**Work instructions**
Write out, word for word, only the lines from the one containing "Put a dot on each instance of the large" through the final line of the data.

Stored data entries
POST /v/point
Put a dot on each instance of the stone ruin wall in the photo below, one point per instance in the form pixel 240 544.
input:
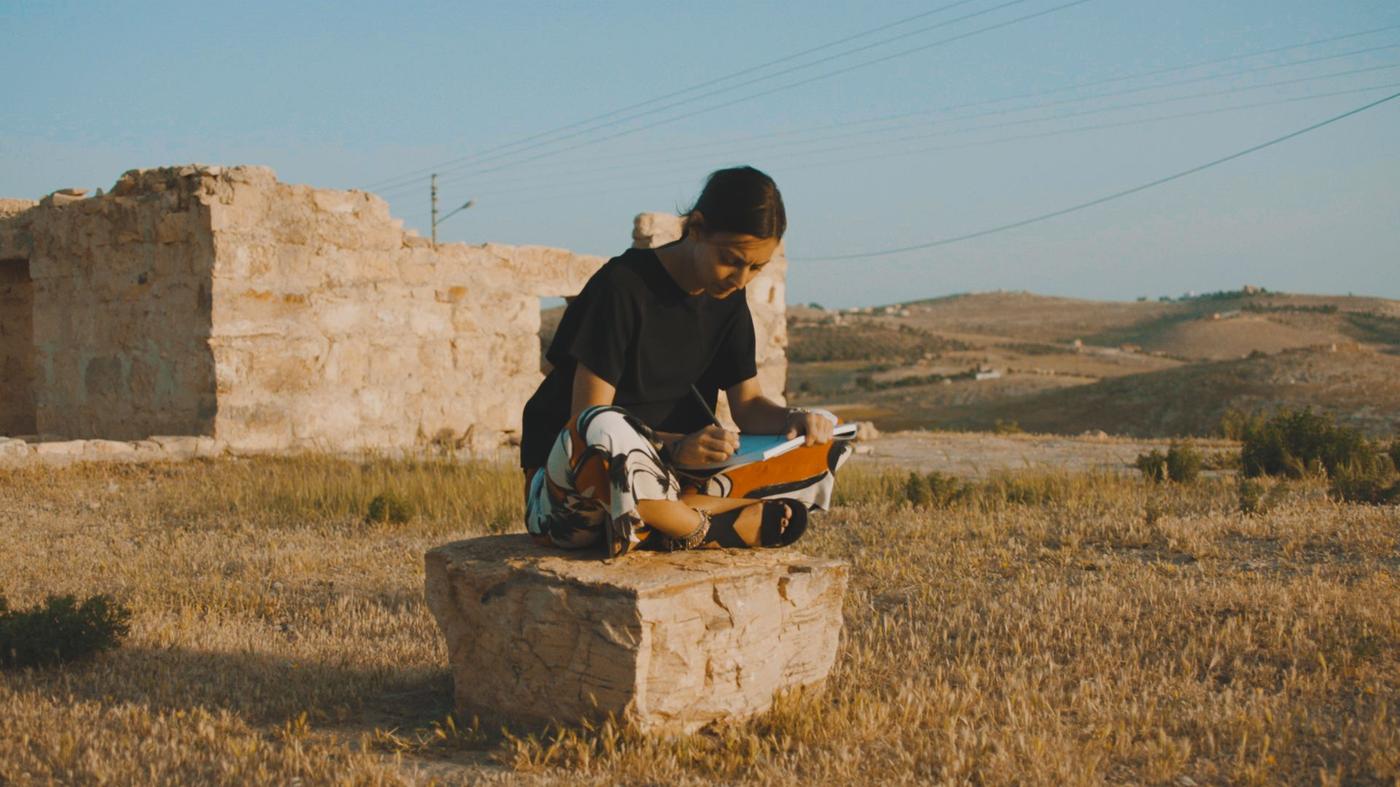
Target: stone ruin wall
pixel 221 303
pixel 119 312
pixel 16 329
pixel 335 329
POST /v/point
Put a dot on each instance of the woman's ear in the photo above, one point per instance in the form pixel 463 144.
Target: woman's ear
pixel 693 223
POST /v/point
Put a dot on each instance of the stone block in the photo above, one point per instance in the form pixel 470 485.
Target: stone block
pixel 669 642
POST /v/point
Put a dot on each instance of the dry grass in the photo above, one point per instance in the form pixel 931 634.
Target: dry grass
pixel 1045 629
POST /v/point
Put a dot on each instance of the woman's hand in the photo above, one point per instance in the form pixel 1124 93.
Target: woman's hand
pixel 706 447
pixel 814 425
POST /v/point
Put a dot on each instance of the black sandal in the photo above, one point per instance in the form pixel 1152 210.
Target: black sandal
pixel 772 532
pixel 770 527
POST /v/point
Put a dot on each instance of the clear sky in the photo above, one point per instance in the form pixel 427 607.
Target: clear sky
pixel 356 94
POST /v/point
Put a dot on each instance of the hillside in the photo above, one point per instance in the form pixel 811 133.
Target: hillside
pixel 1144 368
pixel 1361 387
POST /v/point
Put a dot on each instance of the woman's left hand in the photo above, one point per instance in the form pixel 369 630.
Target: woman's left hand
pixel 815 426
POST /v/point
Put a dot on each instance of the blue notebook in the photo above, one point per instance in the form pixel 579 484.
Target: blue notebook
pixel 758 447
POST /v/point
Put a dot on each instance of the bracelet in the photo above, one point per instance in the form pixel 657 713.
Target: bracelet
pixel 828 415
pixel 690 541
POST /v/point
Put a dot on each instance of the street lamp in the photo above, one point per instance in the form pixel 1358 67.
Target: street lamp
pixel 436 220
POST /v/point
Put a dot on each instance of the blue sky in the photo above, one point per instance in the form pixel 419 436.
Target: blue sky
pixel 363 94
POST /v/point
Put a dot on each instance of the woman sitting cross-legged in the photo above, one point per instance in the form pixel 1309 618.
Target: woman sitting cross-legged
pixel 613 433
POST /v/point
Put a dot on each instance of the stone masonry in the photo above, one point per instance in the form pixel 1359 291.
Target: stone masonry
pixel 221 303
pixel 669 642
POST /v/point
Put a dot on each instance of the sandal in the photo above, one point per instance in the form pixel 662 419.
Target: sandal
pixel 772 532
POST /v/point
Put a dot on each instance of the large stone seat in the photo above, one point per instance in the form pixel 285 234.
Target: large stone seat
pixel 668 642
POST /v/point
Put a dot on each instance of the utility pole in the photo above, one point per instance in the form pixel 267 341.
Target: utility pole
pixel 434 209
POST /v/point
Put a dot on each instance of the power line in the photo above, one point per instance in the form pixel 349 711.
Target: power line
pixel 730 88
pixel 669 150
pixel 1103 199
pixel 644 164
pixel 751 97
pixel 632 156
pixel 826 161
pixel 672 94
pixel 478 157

**Solution to this problem**
Put a dot on each instance of the large stone seat in the photo above, one point per instance in the form pixel 285 234.
Target: large stone seat
pixel 668 642
POST /v/point
Put a dot on each instance of the utility pole in the photo above, one point per instance in the form pixel 267 341.
Target: utility pole
pixel 434 209
POST /v/point
Put a dot on each instance of the power line in the photo above, one point per instance in the form pixel 349 711.
Target: power line
pixel 730 88
pixel 669 150
pixel 1103 199
pixel 644 164
pixel 751 97
pixel 632 156
pixel 826 161
pixel 672 94
pixel 478 157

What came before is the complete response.